-- Begin --

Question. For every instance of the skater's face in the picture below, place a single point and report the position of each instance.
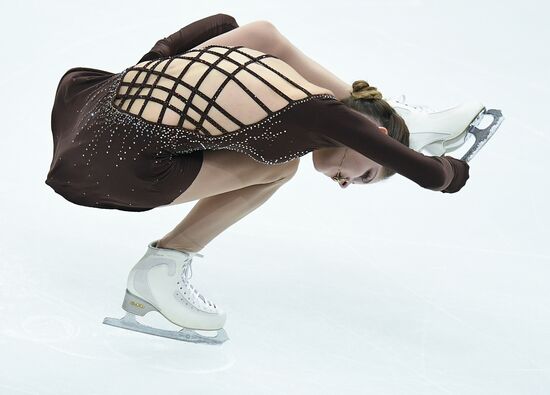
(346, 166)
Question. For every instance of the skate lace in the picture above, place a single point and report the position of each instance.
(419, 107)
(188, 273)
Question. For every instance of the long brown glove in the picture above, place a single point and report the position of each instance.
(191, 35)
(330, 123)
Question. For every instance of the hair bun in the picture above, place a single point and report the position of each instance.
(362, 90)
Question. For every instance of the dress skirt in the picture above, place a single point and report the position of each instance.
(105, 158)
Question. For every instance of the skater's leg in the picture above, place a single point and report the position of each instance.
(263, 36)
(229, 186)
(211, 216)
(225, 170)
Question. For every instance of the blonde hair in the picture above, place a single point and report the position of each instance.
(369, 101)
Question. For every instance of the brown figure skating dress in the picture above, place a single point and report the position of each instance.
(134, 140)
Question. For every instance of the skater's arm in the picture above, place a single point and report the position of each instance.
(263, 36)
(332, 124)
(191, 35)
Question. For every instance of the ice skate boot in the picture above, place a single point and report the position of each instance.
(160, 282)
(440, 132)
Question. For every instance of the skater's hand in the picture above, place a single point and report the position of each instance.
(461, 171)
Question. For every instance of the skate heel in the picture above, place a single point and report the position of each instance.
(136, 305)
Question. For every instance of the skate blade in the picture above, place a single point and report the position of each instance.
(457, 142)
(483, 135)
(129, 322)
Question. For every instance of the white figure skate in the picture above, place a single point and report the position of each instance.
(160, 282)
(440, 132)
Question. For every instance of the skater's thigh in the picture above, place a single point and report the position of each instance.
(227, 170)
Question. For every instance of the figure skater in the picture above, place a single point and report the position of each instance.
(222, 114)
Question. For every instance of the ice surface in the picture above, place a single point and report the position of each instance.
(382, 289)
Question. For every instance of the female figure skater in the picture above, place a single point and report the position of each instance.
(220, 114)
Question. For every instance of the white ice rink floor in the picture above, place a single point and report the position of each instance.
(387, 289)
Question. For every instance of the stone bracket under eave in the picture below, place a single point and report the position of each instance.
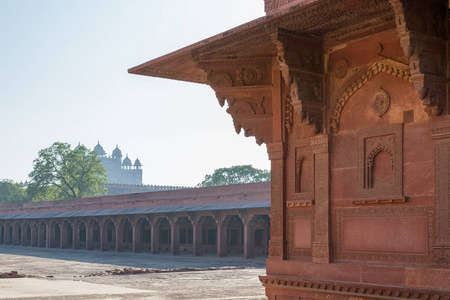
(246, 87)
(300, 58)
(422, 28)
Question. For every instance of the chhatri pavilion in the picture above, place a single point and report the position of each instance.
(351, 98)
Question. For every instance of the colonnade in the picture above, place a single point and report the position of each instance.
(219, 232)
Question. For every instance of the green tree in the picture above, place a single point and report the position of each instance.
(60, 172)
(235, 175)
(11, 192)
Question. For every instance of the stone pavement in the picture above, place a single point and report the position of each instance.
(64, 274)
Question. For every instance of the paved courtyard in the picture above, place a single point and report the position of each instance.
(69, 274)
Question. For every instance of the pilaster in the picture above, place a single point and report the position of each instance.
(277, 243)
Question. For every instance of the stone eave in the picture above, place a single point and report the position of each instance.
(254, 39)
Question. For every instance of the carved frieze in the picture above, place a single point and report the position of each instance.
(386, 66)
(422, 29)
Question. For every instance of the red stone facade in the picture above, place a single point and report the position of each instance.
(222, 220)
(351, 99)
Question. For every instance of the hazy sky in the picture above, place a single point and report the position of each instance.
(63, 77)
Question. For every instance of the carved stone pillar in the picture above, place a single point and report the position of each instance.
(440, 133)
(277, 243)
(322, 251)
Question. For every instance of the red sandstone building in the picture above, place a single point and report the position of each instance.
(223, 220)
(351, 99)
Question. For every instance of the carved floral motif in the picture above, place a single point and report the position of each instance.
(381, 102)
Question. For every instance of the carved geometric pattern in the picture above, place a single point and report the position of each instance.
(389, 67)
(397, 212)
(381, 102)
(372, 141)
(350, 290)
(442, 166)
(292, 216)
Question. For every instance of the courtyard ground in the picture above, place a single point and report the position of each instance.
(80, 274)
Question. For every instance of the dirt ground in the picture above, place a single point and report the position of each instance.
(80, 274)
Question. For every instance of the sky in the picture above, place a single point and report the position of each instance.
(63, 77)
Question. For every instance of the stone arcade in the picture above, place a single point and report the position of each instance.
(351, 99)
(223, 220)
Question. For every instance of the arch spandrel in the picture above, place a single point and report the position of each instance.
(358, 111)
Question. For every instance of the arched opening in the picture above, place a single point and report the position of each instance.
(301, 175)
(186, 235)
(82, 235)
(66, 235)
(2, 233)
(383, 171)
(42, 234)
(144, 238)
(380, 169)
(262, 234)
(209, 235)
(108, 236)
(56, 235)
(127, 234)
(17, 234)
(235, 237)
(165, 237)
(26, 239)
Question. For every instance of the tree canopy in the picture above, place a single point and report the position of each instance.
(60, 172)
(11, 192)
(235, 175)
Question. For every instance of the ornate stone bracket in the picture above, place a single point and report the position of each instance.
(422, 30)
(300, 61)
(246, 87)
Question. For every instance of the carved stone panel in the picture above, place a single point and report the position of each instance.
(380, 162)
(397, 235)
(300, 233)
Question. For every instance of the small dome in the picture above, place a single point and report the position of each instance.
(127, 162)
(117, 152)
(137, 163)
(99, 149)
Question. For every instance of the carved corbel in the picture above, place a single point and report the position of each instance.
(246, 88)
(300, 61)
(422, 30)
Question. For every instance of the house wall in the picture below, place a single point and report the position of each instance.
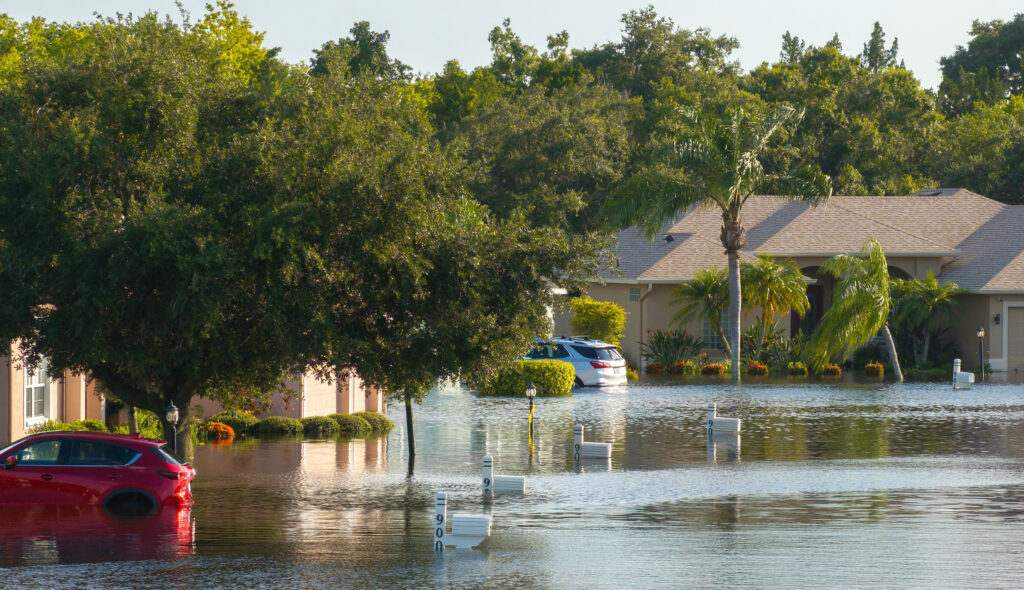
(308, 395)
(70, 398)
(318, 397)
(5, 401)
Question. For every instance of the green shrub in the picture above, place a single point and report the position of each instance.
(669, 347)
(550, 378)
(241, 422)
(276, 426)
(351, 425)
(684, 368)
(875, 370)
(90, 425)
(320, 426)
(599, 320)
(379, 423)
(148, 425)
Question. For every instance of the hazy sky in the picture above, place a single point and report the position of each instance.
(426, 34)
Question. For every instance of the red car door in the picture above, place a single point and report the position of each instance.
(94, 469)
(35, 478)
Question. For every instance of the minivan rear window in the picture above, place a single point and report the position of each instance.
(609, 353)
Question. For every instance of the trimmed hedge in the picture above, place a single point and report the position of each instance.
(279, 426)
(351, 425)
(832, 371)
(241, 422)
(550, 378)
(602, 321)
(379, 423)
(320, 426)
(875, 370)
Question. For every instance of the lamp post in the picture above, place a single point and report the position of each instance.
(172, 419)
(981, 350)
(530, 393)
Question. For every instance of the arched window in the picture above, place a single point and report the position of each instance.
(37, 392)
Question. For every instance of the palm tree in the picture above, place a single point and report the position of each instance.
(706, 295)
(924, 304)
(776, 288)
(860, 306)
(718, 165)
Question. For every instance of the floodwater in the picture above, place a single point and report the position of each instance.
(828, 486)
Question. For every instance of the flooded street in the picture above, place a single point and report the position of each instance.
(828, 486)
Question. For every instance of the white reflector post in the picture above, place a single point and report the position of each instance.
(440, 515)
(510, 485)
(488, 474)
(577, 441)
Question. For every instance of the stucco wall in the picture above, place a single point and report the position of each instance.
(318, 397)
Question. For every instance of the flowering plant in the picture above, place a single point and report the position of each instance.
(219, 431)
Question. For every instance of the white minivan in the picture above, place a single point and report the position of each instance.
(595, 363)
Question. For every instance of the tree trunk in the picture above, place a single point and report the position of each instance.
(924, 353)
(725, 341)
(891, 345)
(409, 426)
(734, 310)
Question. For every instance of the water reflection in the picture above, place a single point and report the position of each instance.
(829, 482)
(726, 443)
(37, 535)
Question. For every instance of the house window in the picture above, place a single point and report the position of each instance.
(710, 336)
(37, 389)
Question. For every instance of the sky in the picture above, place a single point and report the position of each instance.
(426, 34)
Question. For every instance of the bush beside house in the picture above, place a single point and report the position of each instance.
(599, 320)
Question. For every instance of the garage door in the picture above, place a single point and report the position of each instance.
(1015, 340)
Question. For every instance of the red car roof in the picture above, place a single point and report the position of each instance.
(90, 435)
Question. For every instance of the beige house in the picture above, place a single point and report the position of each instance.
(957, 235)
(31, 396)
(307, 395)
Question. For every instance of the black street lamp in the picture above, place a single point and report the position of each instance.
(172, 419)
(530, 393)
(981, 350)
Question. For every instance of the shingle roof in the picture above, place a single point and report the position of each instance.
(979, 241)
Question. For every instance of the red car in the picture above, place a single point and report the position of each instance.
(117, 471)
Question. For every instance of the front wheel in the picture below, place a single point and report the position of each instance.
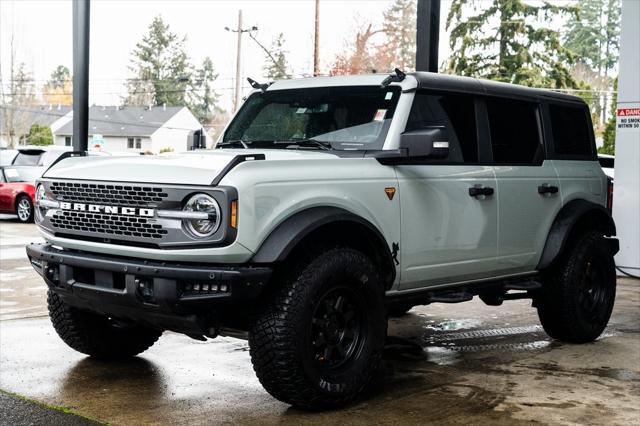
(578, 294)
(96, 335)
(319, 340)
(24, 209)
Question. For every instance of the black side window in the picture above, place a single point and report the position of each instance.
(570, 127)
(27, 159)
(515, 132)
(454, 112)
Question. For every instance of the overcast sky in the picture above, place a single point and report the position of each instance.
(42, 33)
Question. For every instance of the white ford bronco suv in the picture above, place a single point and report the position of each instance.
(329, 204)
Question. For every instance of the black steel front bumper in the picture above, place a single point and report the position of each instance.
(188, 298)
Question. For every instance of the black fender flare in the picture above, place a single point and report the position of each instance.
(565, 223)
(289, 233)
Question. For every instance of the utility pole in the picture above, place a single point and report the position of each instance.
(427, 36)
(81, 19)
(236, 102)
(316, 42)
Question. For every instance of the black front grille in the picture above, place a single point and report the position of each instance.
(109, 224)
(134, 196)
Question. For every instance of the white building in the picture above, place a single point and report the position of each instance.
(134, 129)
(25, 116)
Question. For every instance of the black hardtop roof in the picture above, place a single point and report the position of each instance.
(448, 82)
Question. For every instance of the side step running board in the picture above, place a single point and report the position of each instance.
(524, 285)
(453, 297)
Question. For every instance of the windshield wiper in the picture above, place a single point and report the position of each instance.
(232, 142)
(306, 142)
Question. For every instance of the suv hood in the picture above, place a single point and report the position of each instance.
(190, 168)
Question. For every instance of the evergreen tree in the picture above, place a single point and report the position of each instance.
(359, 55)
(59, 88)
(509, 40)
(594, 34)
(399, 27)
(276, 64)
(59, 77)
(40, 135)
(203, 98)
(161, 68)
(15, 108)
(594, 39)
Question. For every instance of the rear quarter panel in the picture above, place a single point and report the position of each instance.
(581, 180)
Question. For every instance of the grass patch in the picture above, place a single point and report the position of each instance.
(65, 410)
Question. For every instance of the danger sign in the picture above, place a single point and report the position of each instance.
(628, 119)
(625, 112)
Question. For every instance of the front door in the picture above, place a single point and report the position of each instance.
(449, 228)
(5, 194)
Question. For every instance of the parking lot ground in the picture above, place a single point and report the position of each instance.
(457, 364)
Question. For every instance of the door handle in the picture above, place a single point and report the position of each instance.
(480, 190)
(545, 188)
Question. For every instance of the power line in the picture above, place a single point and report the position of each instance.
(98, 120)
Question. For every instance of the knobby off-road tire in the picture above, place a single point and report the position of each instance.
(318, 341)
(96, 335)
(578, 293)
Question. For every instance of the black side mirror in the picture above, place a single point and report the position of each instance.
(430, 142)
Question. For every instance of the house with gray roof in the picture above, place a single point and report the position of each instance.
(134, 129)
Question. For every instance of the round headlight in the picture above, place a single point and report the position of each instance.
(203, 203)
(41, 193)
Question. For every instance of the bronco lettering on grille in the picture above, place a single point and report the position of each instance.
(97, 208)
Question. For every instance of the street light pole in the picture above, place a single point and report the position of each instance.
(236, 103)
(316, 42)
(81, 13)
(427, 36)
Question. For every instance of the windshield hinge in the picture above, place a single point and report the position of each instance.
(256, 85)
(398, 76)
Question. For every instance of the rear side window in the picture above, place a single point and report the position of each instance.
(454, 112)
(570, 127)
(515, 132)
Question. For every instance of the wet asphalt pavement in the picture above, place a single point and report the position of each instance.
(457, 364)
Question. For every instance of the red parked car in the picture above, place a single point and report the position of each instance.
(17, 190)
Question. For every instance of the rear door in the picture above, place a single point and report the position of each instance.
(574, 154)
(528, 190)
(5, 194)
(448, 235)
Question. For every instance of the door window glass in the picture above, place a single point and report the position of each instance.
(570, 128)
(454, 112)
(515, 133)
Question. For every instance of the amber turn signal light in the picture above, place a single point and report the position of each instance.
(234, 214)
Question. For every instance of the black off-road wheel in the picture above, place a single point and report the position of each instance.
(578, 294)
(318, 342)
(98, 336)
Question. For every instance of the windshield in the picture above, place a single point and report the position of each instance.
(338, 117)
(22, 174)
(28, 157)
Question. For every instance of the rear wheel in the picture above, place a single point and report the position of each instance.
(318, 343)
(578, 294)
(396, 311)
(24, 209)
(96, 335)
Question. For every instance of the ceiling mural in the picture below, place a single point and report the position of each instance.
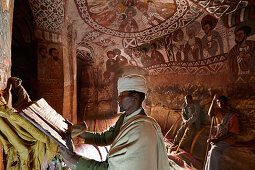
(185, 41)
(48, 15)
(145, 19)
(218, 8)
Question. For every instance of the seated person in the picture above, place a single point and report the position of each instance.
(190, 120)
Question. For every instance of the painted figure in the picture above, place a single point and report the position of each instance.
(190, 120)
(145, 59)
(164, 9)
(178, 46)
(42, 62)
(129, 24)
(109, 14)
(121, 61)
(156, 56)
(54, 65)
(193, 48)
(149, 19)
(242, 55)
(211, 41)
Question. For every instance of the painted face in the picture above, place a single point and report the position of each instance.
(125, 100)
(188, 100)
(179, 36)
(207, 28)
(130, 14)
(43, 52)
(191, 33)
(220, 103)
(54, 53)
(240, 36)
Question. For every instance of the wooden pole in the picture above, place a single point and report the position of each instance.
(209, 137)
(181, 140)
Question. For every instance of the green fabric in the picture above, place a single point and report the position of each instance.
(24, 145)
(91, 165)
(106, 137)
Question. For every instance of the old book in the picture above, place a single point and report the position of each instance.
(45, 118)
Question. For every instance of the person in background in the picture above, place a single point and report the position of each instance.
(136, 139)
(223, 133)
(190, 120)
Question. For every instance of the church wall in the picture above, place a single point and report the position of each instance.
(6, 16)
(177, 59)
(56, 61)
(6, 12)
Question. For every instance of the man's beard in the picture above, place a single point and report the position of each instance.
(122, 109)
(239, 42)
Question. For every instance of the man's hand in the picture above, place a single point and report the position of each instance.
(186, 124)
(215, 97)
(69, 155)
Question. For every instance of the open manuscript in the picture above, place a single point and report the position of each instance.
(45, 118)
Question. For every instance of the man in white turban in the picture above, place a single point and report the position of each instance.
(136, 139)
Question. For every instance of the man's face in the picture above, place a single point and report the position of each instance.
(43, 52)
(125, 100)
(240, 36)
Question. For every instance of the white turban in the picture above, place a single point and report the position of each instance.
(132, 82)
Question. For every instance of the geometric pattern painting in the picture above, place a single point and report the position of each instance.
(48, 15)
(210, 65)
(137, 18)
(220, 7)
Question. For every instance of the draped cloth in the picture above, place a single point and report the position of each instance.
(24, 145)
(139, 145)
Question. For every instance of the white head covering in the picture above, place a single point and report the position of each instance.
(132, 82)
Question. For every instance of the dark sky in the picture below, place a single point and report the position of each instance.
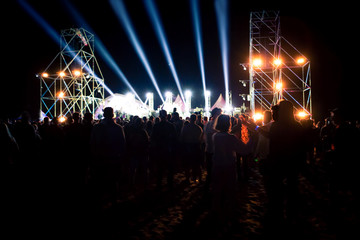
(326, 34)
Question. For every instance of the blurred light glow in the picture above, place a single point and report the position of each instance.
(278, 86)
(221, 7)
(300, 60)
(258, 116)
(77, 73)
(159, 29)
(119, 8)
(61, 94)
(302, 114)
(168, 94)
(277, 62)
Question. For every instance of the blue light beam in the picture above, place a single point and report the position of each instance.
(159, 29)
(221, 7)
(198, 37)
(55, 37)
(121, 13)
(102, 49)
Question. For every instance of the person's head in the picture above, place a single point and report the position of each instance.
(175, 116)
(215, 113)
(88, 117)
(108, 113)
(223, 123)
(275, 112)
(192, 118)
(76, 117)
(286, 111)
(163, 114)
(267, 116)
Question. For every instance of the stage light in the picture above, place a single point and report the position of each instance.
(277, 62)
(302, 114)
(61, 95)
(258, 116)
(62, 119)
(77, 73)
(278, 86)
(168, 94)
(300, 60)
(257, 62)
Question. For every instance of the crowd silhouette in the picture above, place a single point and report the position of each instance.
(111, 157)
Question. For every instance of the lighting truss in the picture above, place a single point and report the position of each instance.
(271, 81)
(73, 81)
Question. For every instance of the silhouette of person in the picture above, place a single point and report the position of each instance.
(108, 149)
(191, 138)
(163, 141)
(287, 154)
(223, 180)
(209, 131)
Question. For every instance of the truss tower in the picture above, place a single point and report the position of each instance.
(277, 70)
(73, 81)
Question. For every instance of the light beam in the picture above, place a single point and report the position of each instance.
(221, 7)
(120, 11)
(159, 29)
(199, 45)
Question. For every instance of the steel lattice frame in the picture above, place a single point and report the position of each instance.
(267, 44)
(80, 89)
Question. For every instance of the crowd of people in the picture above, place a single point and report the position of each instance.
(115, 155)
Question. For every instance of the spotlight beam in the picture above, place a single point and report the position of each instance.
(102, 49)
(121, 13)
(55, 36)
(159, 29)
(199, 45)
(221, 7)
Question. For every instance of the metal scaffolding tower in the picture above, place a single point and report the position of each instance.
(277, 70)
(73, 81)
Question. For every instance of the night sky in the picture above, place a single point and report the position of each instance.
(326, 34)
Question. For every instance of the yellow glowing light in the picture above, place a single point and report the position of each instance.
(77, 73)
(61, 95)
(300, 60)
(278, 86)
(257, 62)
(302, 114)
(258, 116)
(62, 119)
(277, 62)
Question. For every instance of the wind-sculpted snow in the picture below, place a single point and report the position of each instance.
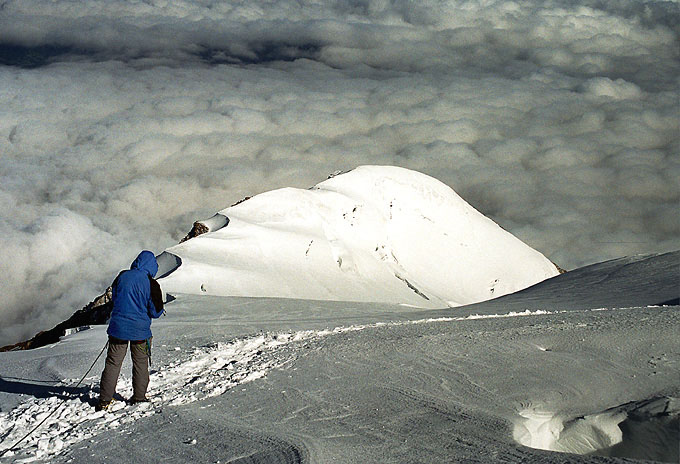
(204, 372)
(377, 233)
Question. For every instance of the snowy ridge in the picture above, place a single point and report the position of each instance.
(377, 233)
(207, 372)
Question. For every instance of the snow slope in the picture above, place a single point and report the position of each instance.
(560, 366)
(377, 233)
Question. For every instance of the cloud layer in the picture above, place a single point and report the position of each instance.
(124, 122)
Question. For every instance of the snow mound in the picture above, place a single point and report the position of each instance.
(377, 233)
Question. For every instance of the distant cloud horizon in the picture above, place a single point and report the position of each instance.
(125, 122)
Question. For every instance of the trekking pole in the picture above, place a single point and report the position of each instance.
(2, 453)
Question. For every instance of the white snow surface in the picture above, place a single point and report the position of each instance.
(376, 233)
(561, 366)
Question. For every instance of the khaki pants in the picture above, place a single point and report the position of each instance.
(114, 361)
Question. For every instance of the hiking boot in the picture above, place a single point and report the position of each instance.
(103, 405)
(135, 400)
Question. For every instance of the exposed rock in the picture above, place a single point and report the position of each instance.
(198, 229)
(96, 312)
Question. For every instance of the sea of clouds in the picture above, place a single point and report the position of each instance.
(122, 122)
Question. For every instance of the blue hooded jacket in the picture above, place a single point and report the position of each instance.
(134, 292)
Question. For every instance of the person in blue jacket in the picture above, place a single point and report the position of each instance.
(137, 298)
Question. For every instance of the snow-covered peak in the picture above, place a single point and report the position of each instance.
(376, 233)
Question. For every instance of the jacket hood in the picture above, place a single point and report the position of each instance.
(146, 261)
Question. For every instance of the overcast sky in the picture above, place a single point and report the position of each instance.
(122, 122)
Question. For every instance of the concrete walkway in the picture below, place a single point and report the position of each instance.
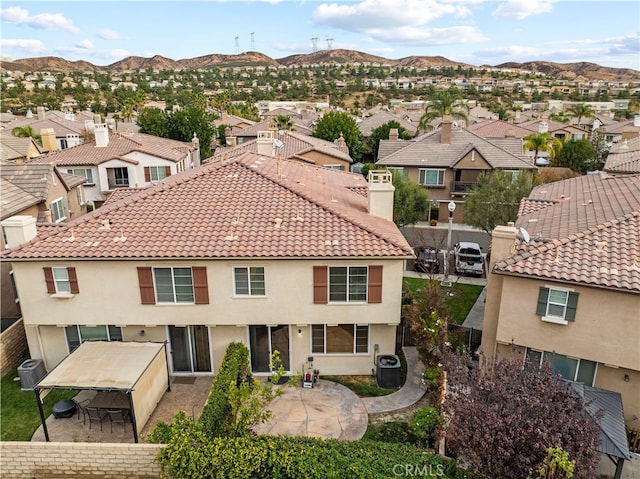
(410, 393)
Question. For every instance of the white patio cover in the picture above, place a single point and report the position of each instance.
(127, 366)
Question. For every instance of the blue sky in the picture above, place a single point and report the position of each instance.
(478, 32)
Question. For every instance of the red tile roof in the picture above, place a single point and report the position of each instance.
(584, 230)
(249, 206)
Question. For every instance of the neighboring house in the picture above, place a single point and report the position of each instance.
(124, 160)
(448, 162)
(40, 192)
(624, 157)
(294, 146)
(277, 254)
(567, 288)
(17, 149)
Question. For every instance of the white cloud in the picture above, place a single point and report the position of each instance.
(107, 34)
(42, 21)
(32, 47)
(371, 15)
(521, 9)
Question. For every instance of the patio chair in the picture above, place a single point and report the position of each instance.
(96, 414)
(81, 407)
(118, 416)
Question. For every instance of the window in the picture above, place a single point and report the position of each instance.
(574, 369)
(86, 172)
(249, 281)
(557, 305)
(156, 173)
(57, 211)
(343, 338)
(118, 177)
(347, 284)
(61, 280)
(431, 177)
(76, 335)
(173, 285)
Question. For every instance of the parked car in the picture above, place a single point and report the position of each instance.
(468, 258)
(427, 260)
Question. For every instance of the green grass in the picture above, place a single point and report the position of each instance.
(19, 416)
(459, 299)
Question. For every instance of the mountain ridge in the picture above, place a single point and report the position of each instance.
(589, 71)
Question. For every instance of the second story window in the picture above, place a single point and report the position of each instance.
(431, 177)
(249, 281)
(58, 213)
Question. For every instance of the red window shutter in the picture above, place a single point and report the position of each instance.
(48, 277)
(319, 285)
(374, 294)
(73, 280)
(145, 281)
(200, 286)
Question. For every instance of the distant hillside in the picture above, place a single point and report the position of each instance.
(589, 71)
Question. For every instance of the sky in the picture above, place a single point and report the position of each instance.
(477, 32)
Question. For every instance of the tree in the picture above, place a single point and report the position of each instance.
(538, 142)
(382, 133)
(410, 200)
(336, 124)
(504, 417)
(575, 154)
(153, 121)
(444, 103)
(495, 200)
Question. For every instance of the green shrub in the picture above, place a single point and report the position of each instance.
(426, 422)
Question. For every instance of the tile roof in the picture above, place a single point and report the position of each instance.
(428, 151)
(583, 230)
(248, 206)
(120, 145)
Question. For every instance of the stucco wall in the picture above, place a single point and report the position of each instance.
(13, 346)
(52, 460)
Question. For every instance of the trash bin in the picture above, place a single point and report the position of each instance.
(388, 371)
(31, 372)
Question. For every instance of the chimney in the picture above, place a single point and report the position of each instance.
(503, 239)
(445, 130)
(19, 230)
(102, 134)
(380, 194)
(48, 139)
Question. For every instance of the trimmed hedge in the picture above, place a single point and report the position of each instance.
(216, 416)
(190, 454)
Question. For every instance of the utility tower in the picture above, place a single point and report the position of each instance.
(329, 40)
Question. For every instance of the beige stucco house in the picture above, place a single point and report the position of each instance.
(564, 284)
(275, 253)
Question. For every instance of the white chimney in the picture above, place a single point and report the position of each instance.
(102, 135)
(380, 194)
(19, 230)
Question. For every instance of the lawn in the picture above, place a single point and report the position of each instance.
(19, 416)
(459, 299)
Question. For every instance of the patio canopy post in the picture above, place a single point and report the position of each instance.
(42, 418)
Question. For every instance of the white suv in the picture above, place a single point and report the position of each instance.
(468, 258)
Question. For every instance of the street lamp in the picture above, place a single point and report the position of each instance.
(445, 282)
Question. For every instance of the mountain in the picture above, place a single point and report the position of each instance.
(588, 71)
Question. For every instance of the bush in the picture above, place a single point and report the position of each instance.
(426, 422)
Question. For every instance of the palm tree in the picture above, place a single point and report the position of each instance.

-- End --

Only the lines from the one that contains "Question. For every instance of the trash" to the end of the entries above should be given again, exactly and in full.

**Task response:**
Question. For every instance of the trash bin in the picture above, place a single point and report the position of each instance.
(388, 371)
(31, 372)
Question. For every instance of the chimney in the picture above, place a single point and report the position of each instance.
(503, 239)
(445, 130)
(19, 230)
(102, 134)
(380, 194)
(48, 139)
Question. For every instance of the trimmed hedge in the picture above, place a single point and report the position of each instance.
(216, 416)
(190, 454)
Question. For every instance of the utility tower in the picture above, place a single point and report the position of each instance.
(329, 40)
Question. For every instance of the beige stucco house in the picture above, place a single point and report the position of each instance.
(564, 284)
(275, 253)
Question. For every instance of the white chimney in the picture above, place a single point and report the position of each instance.
(102, 135)
(380, 194)
(19, 230)
Question. For every instance of the lawn in the picture above, place a single point and report the position of each instance.
(19, 416)
(459, 299)
Question. For every instance of the patio canopy post in the picture above, place a single point and report the position of each instance.
(42, 418)
Question. For every instance of the white suv in the picture above, place a single point and report the position of each instance.
(468, 258)
Question. For every instance of the street lamp in the picture above, place a single point and report the position of each instance.
(445, 282)
Question. For every instance of the mountain in the picture above, place a single point and report the position of each instance.
(588, 71)
Question. For every instance of the bush in the picture above, place a single point and report the position of each instance.
(426, 422)
Question. For every instance of the palm tree in the picture above, place a single point and report the position of each instance.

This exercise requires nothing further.